(Image location labeling entries)

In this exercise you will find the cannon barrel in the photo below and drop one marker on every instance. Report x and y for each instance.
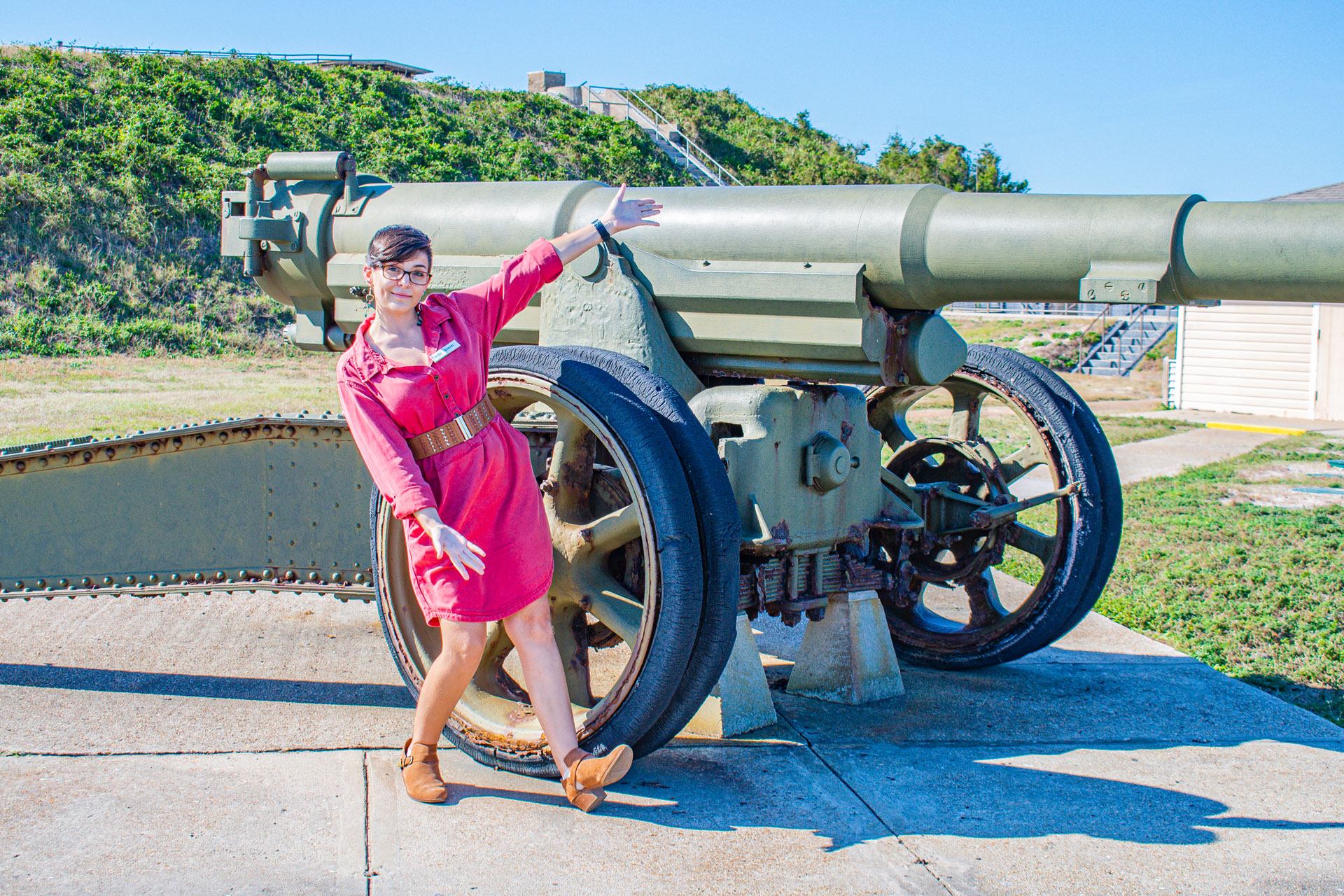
(923, 246)
(777, 281)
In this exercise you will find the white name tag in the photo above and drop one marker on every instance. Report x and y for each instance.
(444, 352)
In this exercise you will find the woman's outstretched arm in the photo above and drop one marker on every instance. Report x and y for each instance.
(622, 214)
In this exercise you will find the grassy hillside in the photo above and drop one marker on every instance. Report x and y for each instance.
(777, 150)
(111, 168)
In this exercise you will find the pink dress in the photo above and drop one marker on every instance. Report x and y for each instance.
(484, 488)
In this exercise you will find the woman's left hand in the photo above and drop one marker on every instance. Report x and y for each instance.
(624, 214)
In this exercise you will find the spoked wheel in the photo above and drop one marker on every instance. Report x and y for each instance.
(628, 589)
(1022, 504)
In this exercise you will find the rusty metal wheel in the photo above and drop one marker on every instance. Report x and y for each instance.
(628, 587)
(1022, 504)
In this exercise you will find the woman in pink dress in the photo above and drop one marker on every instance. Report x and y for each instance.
(460, 479)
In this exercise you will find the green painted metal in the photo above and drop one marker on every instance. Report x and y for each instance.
(777, 281)
(804, 465)
(276, 503)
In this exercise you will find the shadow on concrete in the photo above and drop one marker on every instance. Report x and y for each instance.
(974, 793)
(218, 687)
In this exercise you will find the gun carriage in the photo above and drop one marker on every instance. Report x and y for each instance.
(753, 409)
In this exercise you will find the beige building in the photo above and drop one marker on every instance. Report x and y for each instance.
(1278, 359)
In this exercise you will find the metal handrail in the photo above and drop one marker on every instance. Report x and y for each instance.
(720, 172)
(1101, 317)
(311, 58)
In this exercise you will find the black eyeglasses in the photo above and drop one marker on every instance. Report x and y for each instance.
(393, 272)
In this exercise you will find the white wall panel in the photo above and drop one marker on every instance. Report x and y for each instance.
(1250, 358)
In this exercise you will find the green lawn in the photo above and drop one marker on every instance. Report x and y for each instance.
(1254, 592)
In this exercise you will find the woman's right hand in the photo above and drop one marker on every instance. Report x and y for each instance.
(451, 543)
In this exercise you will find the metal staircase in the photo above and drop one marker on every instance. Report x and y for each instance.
(1128, 340)
(667, 136)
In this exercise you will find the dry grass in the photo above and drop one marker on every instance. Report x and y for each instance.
(108, 396)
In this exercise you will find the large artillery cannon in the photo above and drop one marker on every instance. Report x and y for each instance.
(701, 438)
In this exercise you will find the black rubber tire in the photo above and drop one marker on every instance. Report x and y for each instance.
(1108, 491)
(721, 535)
(660, 477)
(1086, 458)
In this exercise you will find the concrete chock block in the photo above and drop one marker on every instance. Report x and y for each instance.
(847, 657)
(741, 701)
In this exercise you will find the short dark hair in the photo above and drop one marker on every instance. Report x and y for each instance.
(397, 244)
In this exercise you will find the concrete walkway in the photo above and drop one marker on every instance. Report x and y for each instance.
(246, 745)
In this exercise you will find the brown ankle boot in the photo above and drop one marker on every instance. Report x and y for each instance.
(420, 773)
(589, 774)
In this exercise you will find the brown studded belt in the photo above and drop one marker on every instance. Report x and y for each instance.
(454, 431)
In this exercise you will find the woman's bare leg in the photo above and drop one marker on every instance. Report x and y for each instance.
(448, 678)
(543, 676)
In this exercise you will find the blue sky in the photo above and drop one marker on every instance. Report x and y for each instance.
(1230, 99)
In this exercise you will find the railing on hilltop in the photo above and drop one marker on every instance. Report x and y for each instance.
(620, 102)
(299, 58)
(309, 58)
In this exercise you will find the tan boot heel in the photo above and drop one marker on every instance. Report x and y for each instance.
(420, 773)
(589, 774)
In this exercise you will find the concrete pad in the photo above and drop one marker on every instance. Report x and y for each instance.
(847, 656)
(1051, 703)
(685, 821)
(741, 700)
(1072, 821)
(194, 673)
(242, 822)
(1328, 428)
(1167, 456)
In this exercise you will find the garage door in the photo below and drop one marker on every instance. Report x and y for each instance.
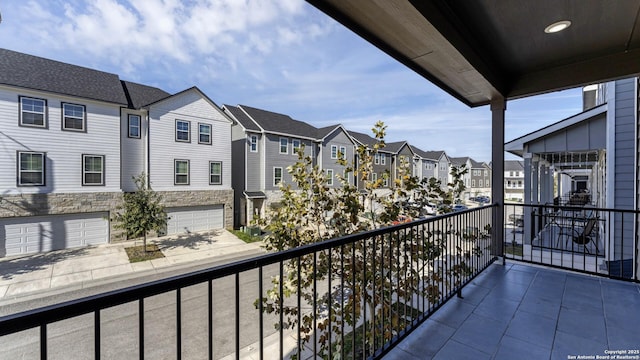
(191, 219)
(28, 235)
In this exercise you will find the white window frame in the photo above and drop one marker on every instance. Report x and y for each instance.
(295, 147)
(74, 116)
(285, 145)
(200, 133)
(276, 183)
(31, 109)
(176, 174)
(20, 171)
(330, 177)
(253, 143)
(130, 126)
(182, 131)
(212, 174)
(86, 172)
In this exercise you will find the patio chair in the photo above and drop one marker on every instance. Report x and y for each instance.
(582, 235)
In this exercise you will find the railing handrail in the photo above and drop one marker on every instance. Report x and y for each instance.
(32, 318)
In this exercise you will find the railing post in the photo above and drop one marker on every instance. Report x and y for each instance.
(498, 107)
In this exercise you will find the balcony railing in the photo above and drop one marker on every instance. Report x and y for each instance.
(582, 238)
(382, 283)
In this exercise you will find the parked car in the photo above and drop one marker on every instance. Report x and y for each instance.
(459, 207)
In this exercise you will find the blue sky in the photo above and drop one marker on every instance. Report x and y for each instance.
(279, 55)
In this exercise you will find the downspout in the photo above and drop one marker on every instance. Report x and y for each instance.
(498, 107)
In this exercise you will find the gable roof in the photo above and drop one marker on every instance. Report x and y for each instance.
(242, 118)
(434, 155)
(37, 73)
(139, 95)
(279, 123)
(513, 165)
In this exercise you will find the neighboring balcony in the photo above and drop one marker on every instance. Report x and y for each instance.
(426, 289)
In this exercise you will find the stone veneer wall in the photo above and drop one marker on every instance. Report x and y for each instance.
(77, 203)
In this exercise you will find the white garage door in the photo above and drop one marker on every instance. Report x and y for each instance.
(195, 218)
(27, 235)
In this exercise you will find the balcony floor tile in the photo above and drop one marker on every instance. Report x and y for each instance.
(522, 311)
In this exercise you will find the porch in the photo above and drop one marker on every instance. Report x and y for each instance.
(527, 311)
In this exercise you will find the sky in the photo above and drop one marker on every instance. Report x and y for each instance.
(283, 56)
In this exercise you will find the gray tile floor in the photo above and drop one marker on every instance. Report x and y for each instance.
(518, 311)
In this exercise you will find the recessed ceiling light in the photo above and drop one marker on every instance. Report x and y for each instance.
(557, 26)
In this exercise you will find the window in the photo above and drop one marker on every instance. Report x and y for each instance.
(33, 112)
(277, 176)
(253, 143)
(204, 133)
(182, 131)
(134, 126)
(215, 173)
(31, 169)
(295, 145)
(73, 117)
(181, 172)
(92, 170)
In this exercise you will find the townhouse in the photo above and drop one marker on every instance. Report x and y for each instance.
(514, 180)
(73, 137)
(265, 143)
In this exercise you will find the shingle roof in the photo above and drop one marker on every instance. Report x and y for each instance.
(513, 165)
(433, 155)
(323, 132)
(242, 118)
(419, 152)
(394, 147)
(280, 123)
(32, 72)
(140, 95)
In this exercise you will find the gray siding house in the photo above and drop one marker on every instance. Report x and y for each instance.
(265, 143)
(590, 160)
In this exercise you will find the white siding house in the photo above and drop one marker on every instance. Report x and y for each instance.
(70, 148)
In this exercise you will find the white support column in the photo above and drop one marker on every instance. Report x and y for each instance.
(498, 107)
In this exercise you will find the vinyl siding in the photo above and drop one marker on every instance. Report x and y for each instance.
(625, 162)
(254, 165)
(133, 161)
(339, 139)
(63, 149)
(192, 107)
(273, 158)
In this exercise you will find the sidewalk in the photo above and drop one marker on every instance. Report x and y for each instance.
(29, 276)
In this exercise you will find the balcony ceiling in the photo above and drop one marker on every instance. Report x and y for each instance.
(482, 49)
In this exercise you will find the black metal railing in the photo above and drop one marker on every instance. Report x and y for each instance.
(356, 296)
(582, 238)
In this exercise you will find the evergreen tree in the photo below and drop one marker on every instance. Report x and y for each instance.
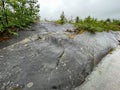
(17, 14)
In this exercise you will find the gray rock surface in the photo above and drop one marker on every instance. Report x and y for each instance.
(50, 60)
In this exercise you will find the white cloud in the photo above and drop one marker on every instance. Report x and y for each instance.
(96, 8)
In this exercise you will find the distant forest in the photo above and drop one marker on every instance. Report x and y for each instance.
(17, 14)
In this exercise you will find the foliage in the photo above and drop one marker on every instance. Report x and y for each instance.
(62, 19)
(77, 19)
(93, 25)
(16, 14)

**Directions for this task**
Your task is to repeat exactly the lines from the one containing "In this exercise you will find the black metal" through the end of the material, both included, and only those, without pictures.

**The output**
In this exercise you will find the black metal railing in the photo above and drop one marker on every instance. Report x and y for each instance.
(356, 296)
(582, 238)
In this exercise you will find the evergreen tree in the photo below and drop one marker on every instance. Report x and y for each instance.
(17, 14)
In this exercise you will find the gray rock surface in the photo above and drop one marker on every instance. Report x and y for each instance.
(50, 60)
In this exercise you will find the white cloud in the photo above and drop one marker on every instance. Report x and y for each instance.
(96, 8)
In this exercise you will find the distant forest in the photo above and drop one marker on every instance. Report x and y for each instance.
(17, 14)
In this exercise you will find the foliage in the photo above and drop one marker on every instance. Report x and y for each instance.
(62, 19)
(77, 19)
(93, 25)
(16, 14)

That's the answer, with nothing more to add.